“I would like to suggest, to anyone in the media, that they won’t be wasting their time if they follow the ‘Jack Kirby rights at the Supreme Court’ story, more closely” – Neal Adams.
He’s got a point. Currently the case between Jack Kirby and Marvel Comics over the rights to X-Men, Hulk, Avengers, Fantastic Four and more is under review by the Supreme Court and could have massive ramifications for the whole creative community in the USA regarding copyright law and the definition of work-for-hire.
Imagine, say, if the Supreme Court decides, based on the Jack Kirby case, that, for all good and logical reasons there are only two forms of employment:
1. Employee, in which you and your work product belong to the company that hires you.,…and..
2. Freelance Contractor. In which you work for yourself and can and must transfer rights, by contract.
And that there is no third condition that strip freelancers of rights without their explicit agreement, yet gives them no privileges or rights of employees such as
1. Tax withholding
2. Work space and tools.
3. Minimum wage protection and time and a half overtime.

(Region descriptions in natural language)
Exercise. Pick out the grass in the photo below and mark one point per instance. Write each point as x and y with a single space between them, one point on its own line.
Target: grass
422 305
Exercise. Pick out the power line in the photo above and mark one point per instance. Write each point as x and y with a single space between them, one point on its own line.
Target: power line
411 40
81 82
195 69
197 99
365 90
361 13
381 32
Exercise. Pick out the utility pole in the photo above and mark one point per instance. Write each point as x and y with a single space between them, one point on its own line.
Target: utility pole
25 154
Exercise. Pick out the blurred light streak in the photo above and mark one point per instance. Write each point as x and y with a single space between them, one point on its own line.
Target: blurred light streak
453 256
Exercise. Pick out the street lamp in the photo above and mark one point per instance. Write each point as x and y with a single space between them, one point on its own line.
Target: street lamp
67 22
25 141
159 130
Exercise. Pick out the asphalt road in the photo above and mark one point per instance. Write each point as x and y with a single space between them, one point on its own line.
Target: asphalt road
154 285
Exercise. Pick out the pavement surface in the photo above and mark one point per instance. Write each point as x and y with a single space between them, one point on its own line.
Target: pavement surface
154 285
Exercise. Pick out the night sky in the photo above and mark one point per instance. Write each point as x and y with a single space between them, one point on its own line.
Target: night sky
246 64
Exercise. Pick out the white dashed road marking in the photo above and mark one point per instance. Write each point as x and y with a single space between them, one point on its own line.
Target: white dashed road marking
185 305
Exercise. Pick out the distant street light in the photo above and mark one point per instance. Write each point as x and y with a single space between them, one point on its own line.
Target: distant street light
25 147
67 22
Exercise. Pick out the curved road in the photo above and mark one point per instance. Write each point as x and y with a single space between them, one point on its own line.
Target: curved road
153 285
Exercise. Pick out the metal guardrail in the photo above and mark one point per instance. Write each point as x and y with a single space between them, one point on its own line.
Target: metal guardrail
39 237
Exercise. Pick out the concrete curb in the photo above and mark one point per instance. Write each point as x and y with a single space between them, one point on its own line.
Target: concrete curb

**REQUIREMENT 1:**
In the text on the Jack Kirby rights case, what are the two forms of employment the Supreme Court might decide exist?
**REQUIREMENT 2:**
Write the next part of the text on the Jack Kirby rights case, picking up after its last line.

**EXERCISE RESULT 1:**
Employee and Freelance Contractor.

**EXERCISE RESULT 2:**
4. 1/2 payment to Social Security, and removing 1/2 from your weekly paycheck, for your future retirement.
5. Unemployment Insurance.
6. Disability benefits.
7. Medical insurance.
Much of Jack Kirby’s work/creation was done under the 1906 copyright law, under which only an employee could also do work-made-for hire, not a true freelancer. So while Stan Lee‘s work for the company may be considered work-for-hire, Jack Kirby’s work may not be.
So not only could this case affect the rights, credit and financial remuneration owed to Jack Kirby’s family and estate, but also so many other comic book creators – and so many other creators. It could lead to a seismic shift regarding who owns what.
And billions upon billions of dollars be spent righting what has to date been a rather one sided operation.